### Quoted text
-- Start --

Tuesday, December 21, 2010

What the hell has he done to me??

Weakness overcomes me when I hear his voice. On a daily basis, flippies fill my tummy the second I begin to think about him and it take hours for them to go away. My entire body shakes when I know I’m about to see him. An uncontrollable smile overtakes my face the instant he walks through that door and only gets bigger as he makes his way over to me. Glasses off...on my tippie toes...biting my bottom lip...I throw my arms around his neck and he kisses me with so much passion as he lifts me off the ground a bit. Everyone else disappears when he’s near me and it becomes all about us alone. Not exactly sure how he does it, but the entire world becomes non-existent the second his skin touches mine. To feel like a kid again…EVERY time I’m in his presence. His jokes crack me up. His laughter fuels mine. His tenderness melts me into a pot of mush and I know it is impossible for me to recuperate. His roughness works me up inside and I just want to scream…but I never do because he is far too precious for any of that nonsense. He’s demanding and even more giving…never overpowering or demeaning. This is one grip that I don’t EVER want out of!!

-- End --

### Stored rows
-- Start --

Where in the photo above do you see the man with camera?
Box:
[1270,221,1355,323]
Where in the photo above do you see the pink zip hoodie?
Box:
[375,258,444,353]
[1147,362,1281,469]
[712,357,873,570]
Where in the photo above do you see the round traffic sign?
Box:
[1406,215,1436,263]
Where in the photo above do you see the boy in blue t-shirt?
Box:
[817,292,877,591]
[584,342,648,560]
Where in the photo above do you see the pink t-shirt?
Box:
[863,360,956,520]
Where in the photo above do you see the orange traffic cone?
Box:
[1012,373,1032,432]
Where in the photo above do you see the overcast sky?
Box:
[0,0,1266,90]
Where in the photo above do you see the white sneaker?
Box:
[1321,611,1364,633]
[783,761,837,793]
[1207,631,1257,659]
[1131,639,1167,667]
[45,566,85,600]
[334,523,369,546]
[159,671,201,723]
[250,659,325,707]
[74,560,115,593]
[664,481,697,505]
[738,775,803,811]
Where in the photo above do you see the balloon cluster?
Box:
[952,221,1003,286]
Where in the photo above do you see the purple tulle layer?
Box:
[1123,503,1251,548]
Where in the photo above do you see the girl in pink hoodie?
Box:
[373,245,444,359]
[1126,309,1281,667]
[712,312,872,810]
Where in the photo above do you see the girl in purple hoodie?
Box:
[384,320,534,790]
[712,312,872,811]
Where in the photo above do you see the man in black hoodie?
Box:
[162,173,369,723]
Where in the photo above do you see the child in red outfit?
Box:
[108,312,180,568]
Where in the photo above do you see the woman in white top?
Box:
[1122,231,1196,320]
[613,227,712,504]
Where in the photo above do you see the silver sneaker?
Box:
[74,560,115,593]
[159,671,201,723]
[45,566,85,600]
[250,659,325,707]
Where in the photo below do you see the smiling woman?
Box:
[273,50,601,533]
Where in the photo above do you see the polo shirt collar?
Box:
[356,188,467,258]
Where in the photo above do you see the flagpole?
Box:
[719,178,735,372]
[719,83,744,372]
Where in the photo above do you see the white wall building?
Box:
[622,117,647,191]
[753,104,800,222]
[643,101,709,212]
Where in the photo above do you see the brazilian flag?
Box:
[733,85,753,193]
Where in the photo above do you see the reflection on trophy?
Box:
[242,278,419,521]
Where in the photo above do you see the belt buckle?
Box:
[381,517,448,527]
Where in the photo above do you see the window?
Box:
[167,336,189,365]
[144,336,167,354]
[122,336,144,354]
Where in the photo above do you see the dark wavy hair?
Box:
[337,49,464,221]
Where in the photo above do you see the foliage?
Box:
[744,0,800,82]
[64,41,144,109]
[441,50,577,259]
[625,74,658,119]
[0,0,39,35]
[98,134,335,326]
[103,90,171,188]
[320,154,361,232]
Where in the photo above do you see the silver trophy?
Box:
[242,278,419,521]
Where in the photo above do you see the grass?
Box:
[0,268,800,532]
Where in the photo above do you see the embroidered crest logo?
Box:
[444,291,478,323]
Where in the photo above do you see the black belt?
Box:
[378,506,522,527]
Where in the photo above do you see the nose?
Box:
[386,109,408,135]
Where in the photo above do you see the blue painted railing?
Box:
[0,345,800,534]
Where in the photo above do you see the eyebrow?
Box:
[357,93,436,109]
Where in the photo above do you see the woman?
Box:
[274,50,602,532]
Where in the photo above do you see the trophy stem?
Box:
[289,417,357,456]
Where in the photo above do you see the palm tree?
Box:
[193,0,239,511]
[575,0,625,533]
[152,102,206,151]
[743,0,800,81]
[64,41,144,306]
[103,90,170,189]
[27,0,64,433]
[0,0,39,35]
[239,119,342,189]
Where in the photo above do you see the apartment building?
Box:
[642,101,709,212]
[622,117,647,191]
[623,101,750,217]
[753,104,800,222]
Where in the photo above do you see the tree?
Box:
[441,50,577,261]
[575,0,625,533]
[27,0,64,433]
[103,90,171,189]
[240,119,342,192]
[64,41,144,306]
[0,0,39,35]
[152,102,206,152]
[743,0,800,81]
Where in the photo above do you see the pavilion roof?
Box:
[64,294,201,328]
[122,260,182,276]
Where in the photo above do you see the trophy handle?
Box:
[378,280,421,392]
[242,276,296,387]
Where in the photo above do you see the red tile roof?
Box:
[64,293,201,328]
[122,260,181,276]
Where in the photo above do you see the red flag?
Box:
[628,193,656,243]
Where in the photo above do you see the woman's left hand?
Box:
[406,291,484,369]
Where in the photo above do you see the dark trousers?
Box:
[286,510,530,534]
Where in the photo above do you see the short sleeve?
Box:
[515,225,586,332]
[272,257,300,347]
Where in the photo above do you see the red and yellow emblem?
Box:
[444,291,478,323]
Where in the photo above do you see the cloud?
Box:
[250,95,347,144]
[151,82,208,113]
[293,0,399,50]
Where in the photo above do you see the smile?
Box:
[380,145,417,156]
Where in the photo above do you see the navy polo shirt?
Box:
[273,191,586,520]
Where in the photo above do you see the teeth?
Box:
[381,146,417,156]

-- End --

Can you condense the paragraph of the blog post that begins "Weakness overcomes me" into a short bulleted list of its main points?

- His voice makes me weak, and thinking of him gives me flutters that last for hours.
- I shake before I see him and smile uncontrollably when he walks in.
- We greet with a passionate kiss as he lifts me off the ground, and everyone else disappears.
- Being with him makes me feel like a kid again.
- His jokes and laughter delight me, and his tenderness melts me.
- His roughness stirs me up, but I never scream because he is too precious.
- He is demanding yet even more giving, and never overpowering or demeaning.
- I never want to be out of his grip.